Lika-Liku Suporter Persija: Dari VIJers, PFC, hingga The Jakmania

Penulis : Ekky Rezky
Sumber : Four Four Two
Persija Jakarta memang sedang alami kemunduran yang dalam. Tak ada prestasi dalam beberapa tahun terakhir yang mereka dapatkan, dan alih-alih prestasi, lebih banyak kabar buruk yang mengiri perjalanan mereka – termasuk, tentu saja, isu gaji dan masalah ketidakjelasan stadion.
Meski begitu, klub ibukota ini tetap merupakan salah satu klub terbesar di Indonesia. Dan meski selama ini memiliki imej yang kurang baik di mata masyarakat, suporter mereka, The Jakmania, juga tetap merupakan salah satu yang terbesar di negeri ini. Lihat saja bagaimana oranye-nya tribun stadion Gelora Bung Karno ketika Persija mendapatkan izin untuk bermain disana. Atau bagaimana baju oranye dengan mudah kita lihat di jalanan Jakarta setiap kali hari pertandingan kandang Persija tiba. Juga kita lihat bagaimana tagar #PersijaDay menjadi trending topic tiap kali mereka bermain di Jakarta ataupun di luar Jakarta. The Jak dan Persija memang merupakan dua hal yang tak terpisahkan saat ini.
Tapi situasinya tak selalu seperti itu, Ada masa ketika Persija belum mendapatkan dukungan yang luar biasa dari Jakmania karena kelompok suporter yang identik dengan simbol ibu jari dan telunjuk tangan kanan yang membentuk huruf J ini baru didirikan tahun 1997. Persija sendiri sudah berdiri sejak tahun 1928 (sebagai Voetbalbond Indonesische Jacatra atau VIJ), sehingga masa ketika Persija tak memiliki Jakmania jelas jauh lebih panjang.
Masalahnya, Jakarta bukanlah kota dengan kultur suporter sepakbola yang begitu kental. Ini bukanlah kota seperti Bandung, Malang, atau Surabaya yang mempunyai kultur suporter yang kuat, di mana kebiasaan mendukung klub sepakbola yang mewakili kota mereka dilakukan secara turun temurun.
Tentu saja hal itu tidak berarti Persija (dan VIJ) tidak memiliki suporter sejak dulu. Berkebalikan dengan anggapan sebagian orang bahwa Persija tak punya suporter sebelum era Jakmania, klub yang dulu identik dengan warna merah-putih ini sudah mempunyai suporter sejak era VIJ menjuarai Perserikatan dalam empat musim di era 1930an.
“Masuknya beberapa tokoh nasional seperti MH Thamrin sangat mempengaruhi orang-orang Betawi dan pribumi mendukung VIJ,” kata Gerry Putra, jurnalis yang juga seorang pemerhati sejarah Persija.

:: Data yang Diberikan ::
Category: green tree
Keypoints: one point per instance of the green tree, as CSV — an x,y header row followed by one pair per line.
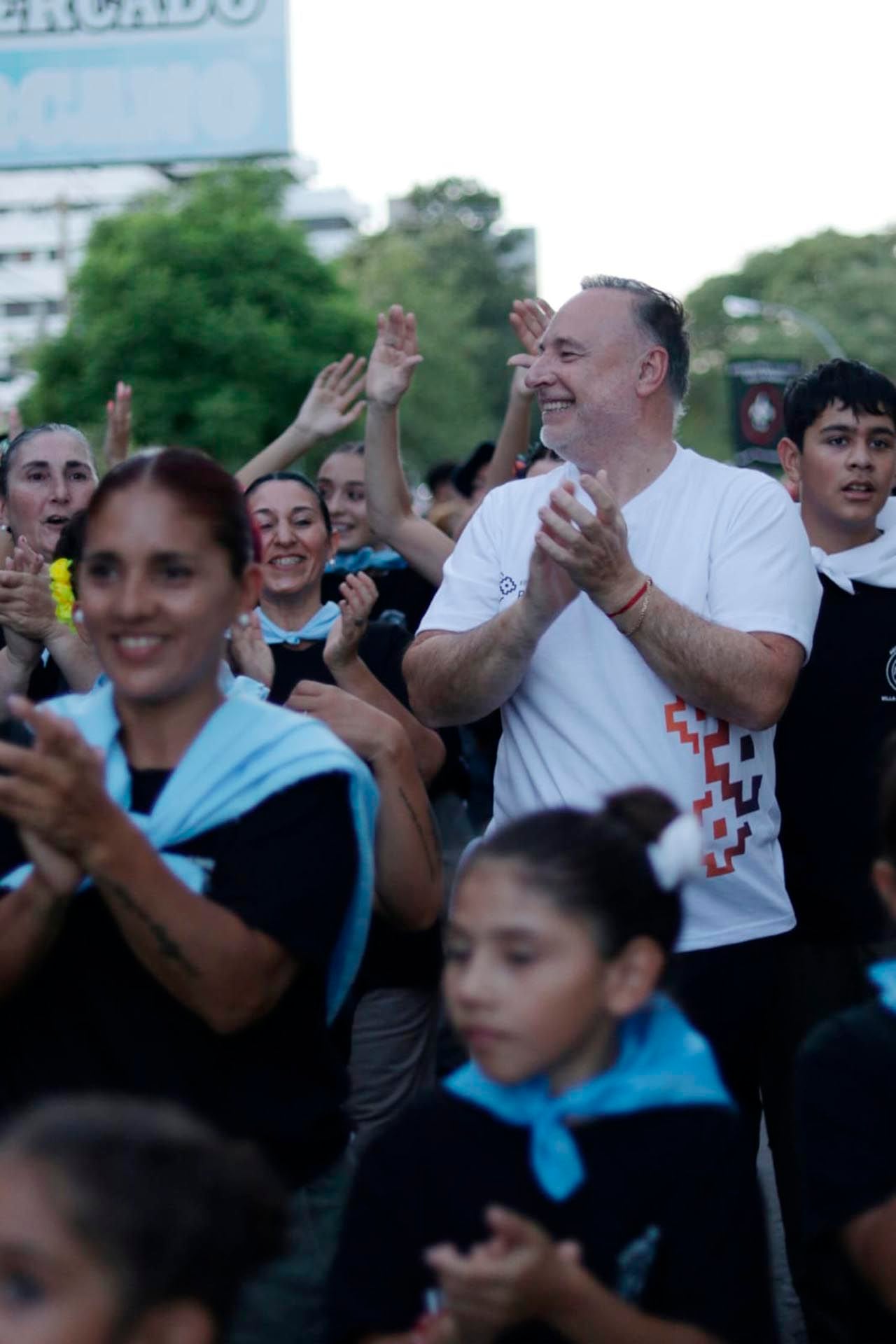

:: Tugas ::
Ringkas menjadi dua kalimat paragraf kutipan bacaan yang diawali "Tentu saja hal itu tidak berarti", tanpa menghilangkan fakta utamanya.

:: Jawaban Tertulis ::
Berbeda dengan anggapan sebagian orang, Persija (dan VIJ) sudah memiliki suporter sebelum era Jakmania. Klub yang dulu identik dengan warna merah-putih ini telah didukung suporter sejak VIJ menjuarai Perserikatan dalam empat musim pada era 1930-an.